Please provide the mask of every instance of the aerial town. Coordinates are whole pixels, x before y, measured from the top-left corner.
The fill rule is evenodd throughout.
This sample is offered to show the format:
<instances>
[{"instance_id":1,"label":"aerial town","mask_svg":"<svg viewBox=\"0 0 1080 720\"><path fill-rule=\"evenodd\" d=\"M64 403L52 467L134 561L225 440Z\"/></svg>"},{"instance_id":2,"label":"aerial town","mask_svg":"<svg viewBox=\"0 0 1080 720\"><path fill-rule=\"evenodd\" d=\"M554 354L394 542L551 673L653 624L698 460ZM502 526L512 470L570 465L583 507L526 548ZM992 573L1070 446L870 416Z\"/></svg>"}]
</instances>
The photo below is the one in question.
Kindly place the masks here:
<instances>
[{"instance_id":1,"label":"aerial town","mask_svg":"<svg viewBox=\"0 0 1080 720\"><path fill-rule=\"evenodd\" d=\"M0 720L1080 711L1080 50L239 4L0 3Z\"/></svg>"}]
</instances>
□ □ □
**What the task asks:**
Please retype all of the data above word for word, keeping every character and line break unchanged.

**Output for this exercise:**
Please provide the mask of every instance of the aerial town. Coordinates are whole pixels, x before y, measured from the top-left corner.
The fill rule is evenodd throughout.
This sample is offered to show the format:
<instances>
[{"instance_id":1,"label":"aerial town","mask_svg":"<svg viewBox=\"0 0 1080 720\"><path fill-rule=\"evenodd\" d=\"M64 403L52 467L134 561L225 440Z\"/></svg>"},{"instance_id":2,"label":"aerial town","mask_svg":"<svg viewBox=\"0 0 1080 720\"><path fill-rule=\"evenodd\" d=\"M554 354L394 542L551 673L653 624L698 460ZM502 526L512 470L570 465L583 507L526 548ZM992 573L1070 446L870 416Z\"/></svg>"}]
</instances>
The photo below is the one in question.
Kindly place the masks here:
<instances>
[{"instance_id":1,"label":"aerial town","mask_svg":"<svg viewBox=\"0 0 1080 720\"><path fill-rule=\"evenodd\" d=\"M0 720L1080 711L1080 50L239 4L0 3Z\"/></svg>"}]
</instances>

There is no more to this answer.